■ EXTRACT TO READ
──────────────────────────────

# Is packet sniffing detectable?

## geders

Hello all.  I am wanting to use something like "ethereal" packet capture program to monitor any connections to and from my machine, but I was wondering if this is detectable?  Basically, my machine is hooked up at a university laboratory basically 24 hours a day, and I am concerned about security, but I don't want to piss the sysadmins off down here...we've got probably 60-80 SGI machines down here, and I don't want to raise any eyebrows...I'm assuming packet sniffing is purely passive, but want to make sure...

----------

## Ethernal

no, ethereal only logs traffic that passes through your box. so, no worries there. good luck! (sysadmins are always touchy about there networks)   :Rolling Eyes: 

----------

## RagManX

There are actually ways to detect sniffing, but they are very unreliable and give many false positives and false negatives.  If you sniff in non-promiscuous mode (only sniff traffic destined to and originating from your machine) then it is pretty much impossible for that to be detected.

Having said that, there are better ways to watch your machine than ethereal.  If you haven't ever spent time studying ethereal captures, you might be in for a bit of a surprise once the traffic starts rolling in.  I would recommend installing something like snort instead (ebuild is available) and letting it watch for you.

RagManX

----------

## geders

Promiscuous mode is enabled by default...is that detectable?

I am wanting to get snort up and running, but it is a bit more involved...just need to find the time...

----------

## klieber

Yes, sniffing is detectable, but extremely difficult.  Here's one method describing how to do it.  Search google for others.

I wouldn't worry too much about being detected.

--kurt

----------

## pjp

You could always inform the Admins that your are sniffing your machine for security.  If they are reasonable people, then they might not mind, and knowing about it before they find it would be helpful.

----------

──────────────────────────────

■ WHAT TO DO
(1) In the forum thread about packet sniffing, what program does RagManX recommend installing instead of ethereal?
(2) Rewrite the forum thread on packet sniffing from the words "## Ethernal" through "watch for you.", switching "ethereal" to "tcpdump".

■ RAW RECORDS

──────────────────────────────

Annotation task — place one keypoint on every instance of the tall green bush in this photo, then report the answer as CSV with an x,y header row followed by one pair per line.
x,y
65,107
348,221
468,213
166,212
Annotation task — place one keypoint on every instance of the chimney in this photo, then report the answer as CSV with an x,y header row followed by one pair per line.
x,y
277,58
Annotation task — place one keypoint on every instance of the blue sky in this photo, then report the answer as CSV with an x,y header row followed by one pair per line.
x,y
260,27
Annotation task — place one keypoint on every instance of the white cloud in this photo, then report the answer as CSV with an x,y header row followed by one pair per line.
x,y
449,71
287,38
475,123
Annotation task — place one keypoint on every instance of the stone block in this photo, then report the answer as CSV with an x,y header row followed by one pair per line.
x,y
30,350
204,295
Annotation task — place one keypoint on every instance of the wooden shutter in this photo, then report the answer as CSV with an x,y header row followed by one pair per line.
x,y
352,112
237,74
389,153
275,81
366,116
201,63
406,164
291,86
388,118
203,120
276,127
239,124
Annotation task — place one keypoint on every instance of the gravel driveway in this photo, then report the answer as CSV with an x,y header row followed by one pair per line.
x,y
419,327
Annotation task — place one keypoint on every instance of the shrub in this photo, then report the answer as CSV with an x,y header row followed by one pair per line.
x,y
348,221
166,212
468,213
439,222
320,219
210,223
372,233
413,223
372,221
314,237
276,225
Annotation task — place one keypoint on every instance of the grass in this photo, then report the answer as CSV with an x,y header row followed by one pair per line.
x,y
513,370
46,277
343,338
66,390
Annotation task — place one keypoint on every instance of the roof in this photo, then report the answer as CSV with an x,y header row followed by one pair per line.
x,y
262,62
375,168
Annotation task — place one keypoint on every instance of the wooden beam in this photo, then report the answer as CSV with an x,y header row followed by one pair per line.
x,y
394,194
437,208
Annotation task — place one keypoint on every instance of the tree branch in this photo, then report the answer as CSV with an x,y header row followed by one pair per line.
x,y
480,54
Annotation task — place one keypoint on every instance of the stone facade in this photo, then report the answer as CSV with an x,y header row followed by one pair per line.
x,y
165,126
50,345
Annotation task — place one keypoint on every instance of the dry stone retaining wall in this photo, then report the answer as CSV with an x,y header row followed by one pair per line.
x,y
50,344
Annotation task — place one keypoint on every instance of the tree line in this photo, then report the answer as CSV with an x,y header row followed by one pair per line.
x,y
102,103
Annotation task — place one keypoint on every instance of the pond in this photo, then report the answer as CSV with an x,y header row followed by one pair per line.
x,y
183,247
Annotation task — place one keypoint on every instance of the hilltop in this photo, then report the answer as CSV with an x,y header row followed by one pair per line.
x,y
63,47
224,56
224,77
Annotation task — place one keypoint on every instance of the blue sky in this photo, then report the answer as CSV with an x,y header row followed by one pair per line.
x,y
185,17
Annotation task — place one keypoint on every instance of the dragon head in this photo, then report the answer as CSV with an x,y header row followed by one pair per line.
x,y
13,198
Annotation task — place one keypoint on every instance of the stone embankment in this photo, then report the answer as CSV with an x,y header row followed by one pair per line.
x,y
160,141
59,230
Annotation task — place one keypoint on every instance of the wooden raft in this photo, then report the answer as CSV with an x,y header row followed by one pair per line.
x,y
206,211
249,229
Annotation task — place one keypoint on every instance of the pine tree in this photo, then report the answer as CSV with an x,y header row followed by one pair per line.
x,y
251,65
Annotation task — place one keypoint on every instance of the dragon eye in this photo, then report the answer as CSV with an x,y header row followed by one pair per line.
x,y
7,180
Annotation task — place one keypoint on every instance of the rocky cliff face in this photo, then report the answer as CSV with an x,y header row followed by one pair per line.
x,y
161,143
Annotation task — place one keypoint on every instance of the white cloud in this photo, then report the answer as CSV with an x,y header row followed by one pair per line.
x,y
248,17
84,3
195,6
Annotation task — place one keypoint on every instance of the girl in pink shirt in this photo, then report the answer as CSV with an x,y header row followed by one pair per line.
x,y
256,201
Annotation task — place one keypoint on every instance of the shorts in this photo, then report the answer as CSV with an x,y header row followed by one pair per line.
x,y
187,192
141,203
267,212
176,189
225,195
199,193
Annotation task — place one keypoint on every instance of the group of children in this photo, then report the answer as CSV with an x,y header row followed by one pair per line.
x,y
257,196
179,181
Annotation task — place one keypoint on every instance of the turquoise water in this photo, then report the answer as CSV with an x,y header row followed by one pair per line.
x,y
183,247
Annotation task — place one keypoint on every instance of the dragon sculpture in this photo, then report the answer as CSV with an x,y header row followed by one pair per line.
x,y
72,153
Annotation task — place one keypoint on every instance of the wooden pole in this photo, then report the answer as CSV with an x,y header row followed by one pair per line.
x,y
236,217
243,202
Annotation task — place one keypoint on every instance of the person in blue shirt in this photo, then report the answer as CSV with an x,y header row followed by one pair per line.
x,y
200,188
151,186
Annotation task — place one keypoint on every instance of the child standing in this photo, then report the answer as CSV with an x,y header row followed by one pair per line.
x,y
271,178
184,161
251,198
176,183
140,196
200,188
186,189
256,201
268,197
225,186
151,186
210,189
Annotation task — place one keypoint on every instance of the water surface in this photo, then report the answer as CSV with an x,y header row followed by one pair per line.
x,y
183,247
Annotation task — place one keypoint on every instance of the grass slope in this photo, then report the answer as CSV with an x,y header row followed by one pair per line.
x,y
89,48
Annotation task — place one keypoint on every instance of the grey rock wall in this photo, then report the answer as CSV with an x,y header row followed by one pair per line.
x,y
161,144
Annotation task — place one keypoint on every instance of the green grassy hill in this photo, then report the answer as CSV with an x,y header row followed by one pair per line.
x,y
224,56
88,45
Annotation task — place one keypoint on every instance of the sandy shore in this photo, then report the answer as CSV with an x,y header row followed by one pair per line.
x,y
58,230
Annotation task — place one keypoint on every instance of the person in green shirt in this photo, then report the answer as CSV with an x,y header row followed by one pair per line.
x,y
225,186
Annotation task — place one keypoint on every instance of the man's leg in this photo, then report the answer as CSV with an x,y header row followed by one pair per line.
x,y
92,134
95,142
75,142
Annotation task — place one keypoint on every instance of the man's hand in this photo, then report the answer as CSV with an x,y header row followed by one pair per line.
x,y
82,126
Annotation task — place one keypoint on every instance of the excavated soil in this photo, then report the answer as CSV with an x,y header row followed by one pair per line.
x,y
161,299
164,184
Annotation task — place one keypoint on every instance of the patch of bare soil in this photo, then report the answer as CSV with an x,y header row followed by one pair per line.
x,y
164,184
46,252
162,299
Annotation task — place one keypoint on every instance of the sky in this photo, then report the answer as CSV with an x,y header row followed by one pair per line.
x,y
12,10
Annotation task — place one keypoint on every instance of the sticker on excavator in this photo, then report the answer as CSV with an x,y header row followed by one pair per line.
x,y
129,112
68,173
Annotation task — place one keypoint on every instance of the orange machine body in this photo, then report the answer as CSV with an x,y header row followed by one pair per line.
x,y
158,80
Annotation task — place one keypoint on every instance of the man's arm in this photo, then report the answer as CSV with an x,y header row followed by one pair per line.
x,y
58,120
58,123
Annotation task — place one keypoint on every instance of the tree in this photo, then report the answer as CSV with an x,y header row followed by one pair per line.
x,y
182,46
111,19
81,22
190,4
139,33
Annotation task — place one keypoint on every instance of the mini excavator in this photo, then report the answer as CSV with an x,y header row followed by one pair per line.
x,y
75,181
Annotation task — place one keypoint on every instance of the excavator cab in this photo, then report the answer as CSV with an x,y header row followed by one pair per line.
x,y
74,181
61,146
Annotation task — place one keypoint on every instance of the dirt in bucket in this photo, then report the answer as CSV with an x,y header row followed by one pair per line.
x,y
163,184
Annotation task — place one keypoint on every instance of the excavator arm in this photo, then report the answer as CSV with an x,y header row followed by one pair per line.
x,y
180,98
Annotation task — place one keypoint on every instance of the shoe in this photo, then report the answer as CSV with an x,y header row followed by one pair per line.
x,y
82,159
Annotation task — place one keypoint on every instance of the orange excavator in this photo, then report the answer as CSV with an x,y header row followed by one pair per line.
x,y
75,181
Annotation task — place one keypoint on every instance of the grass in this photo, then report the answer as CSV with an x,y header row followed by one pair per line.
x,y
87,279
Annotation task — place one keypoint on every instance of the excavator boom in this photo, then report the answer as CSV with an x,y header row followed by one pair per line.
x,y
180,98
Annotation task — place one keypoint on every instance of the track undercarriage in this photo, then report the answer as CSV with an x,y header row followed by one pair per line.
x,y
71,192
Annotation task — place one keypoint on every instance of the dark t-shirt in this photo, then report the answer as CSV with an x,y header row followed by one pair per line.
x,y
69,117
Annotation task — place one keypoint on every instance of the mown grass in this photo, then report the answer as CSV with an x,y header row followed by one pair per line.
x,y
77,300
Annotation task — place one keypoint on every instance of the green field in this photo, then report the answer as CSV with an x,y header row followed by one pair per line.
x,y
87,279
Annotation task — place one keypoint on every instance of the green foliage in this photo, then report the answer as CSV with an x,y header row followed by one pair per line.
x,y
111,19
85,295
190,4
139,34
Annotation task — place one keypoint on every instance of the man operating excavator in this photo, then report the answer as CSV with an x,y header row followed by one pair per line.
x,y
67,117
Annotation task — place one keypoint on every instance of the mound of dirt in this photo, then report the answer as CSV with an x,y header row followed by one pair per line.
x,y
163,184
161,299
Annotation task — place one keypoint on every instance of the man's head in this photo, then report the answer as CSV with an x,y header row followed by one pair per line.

──────────────────────────────

■ ANSWERS TO EACH TASK
(1) Snort

(2)
## Ethernal

no, tcpdump only logs traffic that passes through your box. so, no worries there. good luck! (sysadmins are always touchy about there networks)   :Rolling Eyes: 

----------

## RagManX

There are actually ways to detect sniffing, but they are very unreliable and give many false positives and false negatives.  If you sniff in non-promiscuous mode (only sniff traffic destined to and originating from your machine) then it is pretty much impossible for that to be detected.

Having said that, there are better ways to watch your machine than tcpdump.  If you haven't ever spent time studying tcpdump captures, you might be in for a bit of a surprise once the traffic starts rolling in.  I would recommend installing something like snort instead (ebuild is available) and letting it watch for you.